EXCERPT:
The internet has brought the world to your fingertips. But it also brings all sorts of security threats.
You may be the owner of a thriving business—one that’s setting new highs, growing its customer base, and boosting revenue. But all of this will be gone in a blink if you fall victim to a well-executed cyberattack.
Therefore, you must take actionable steps to protect your data and improve network security threats. Read on as we detail a step-by-step breakdown of preventing network security threats.
Step 1 — Keep Your Software Up to Date
Malicious threat actors are always attempting to exploit some security bug or flaw in company networks. It’s why software developers frequently release new updates to their software applications and programs in a bid to patch up vulnerabilities.
Unfortunately, most businesses fail to apply these free security patches. They continue using the outdated and unpatched versions, as they find using the software program on an as-needed basis easier than taking it down for some time and updating it.
There are also instances when organizations aren’t aware they can apply a patch to eliminate vulnerabilities. This is because owners don’t have an accurate inventory of the software they use on their business network.
In such cases, you should consider carrying out a security policy audit and assessment to create a map of what’s on your network, an inventory of all the software applications on there, and whether these programs are up-to-date with their security patches.
This will allow you to proactively address network security concerns as well as close any vulnerabilities before they’re exploited.
Step 2 — Identify Your Biggest Network Security Issues
When running a network security audit/assessment, you must consider how crucial every risk factor is to your business. Think around the lines of how much money you would lose if your business lost all its data on a database, or if you’ll end up breaking the law if certain data gets lost.
Moreover, this figure should consider the following:
- Potential lost bill collection
- The total cost of data restoration
- Losing all records of business transactions
- Fees for missing accounts payable due dates
- Reduced productivity when trying to get business back to normal
Reviewing all aspects of various security threats will help you create a structured response. Once you know about the risks and how much of an impact each one will have on your business, you can start prioritizing them in order from most impactful to the least and then work on fixing them.

WHAT YOU NEED TO DO:
1. Reproduce the part of the network security article starting with "In such cases, you" and going on through "data gets lost.".
2. Transcribe the lines of the records starting with the line with "Locate the man's mouth" and going on through the final line of the records, both included.

EXERCISE INPUT:
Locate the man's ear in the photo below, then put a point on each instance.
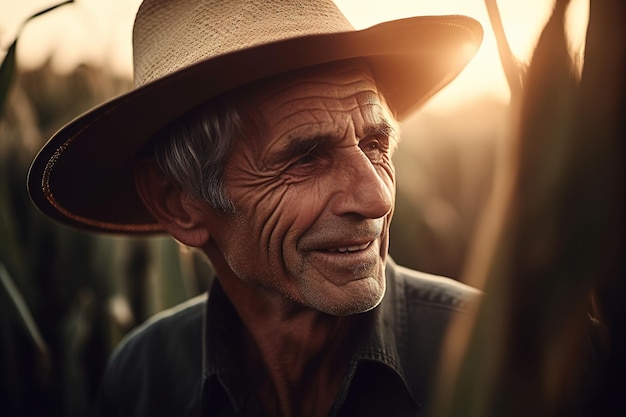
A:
(178, 213)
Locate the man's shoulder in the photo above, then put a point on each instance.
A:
(178, 321)
(430, 291)
(166, 348)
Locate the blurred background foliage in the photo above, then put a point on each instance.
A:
(67, 297)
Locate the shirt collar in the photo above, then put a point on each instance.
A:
(385, 342)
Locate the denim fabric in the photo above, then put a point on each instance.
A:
(185, 362)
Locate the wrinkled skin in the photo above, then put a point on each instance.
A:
(311, 178)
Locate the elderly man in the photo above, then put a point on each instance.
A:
(262, 134)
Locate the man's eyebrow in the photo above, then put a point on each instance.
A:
(384, 128)
(298, 146)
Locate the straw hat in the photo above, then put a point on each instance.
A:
(189, 51)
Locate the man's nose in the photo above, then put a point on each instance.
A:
(363, 189)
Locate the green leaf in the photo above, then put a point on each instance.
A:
(7, 71)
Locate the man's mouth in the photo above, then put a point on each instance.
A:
(349, 249)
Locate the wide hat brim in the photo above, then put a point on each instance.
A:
(83, 176)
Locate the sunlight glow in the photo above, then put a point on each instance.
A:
(99, 32)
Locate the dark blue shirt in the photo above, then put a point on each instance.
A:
(185, 361)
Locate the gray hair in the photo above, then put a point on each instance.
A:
(192, 151)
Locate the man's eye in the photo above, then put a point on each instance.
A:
(305, 160)
(375, 149)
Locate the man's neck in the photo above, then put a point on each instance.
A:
(297, 357)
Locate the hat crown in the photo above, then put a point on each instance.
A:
(173, 34)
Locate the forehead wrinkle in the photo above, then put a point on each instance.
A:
(328, 112)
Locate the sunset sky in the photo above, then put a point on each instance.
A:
(98, 31)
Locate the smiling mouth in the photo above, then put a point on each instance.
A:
(349, 249)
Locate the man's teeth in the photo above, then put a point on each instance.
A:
(350, 248)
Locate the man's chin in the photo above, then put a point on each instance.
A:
(356, 297)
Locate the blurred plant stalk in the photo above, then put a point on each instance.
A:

SOLUTIONS IN ORDER:
1.
In such cases, you should consider carrying out a security policy audit and assessment to create a map of what’s on your network, an inventory of all the software applications on there, and whether these programs are up-to-date with their security patches.
This will allow you to proactively address network security concerns as well as close any vulnerabilities before they’re exploited.
Step 2 — Identify Your Biggest Network Security Issues
When running a network security audit/assessment, you must consider how crucial every risk factor is to your business. Think around the lines of how much money you would lose if your business lost all its data on a database, or if you’ll end up breaking the law if certain data gets lost.

2.
Locate the man's mouth in the photo above, then put a point on each instance.
A:
(349, 249)
Locate the wide hat brim in the photo above, then put a point on each instance.
A:
(83, 176)
Locate the sunlight glow in the photo above, then put a point on each instance.
A:
(99, 32)
Locate the dark blue shirt in the photo above, then put a point on each instance.
A:
(185, 361)
Locate the gray hair in the photo above, then put a point on each instance.
A:
(192, 151)
Locate the man's eye in the photo above, then put a point on each instance.
A:
(305, 160)
(375, 149)
Locate the man's neck in the photo above, then put a point on each instance.
A:
(297, 357)
Locate the hat crown in the photo above, then put a point on each instance.
A:
(173, 34)
Locate the forehead wrinkle in the photo above, then put a point on each instance.
A:
(328, 112)
Locate the sunset sky in the photo above, then put a point on each instance.
A:
(98, 31)
Locate the smiling mouth in the photo above, then put a point on each instance.
A:
(349, 249)
Locate the man's teeth in the photo above, then put a point on each instance.
A:
(350, 248)
Locate the man's chin in the photo above, then put a point on each instance.
A:
(356, 297)
Locate the blurred plant stalk in the photo above, then put a point on each instance.
A:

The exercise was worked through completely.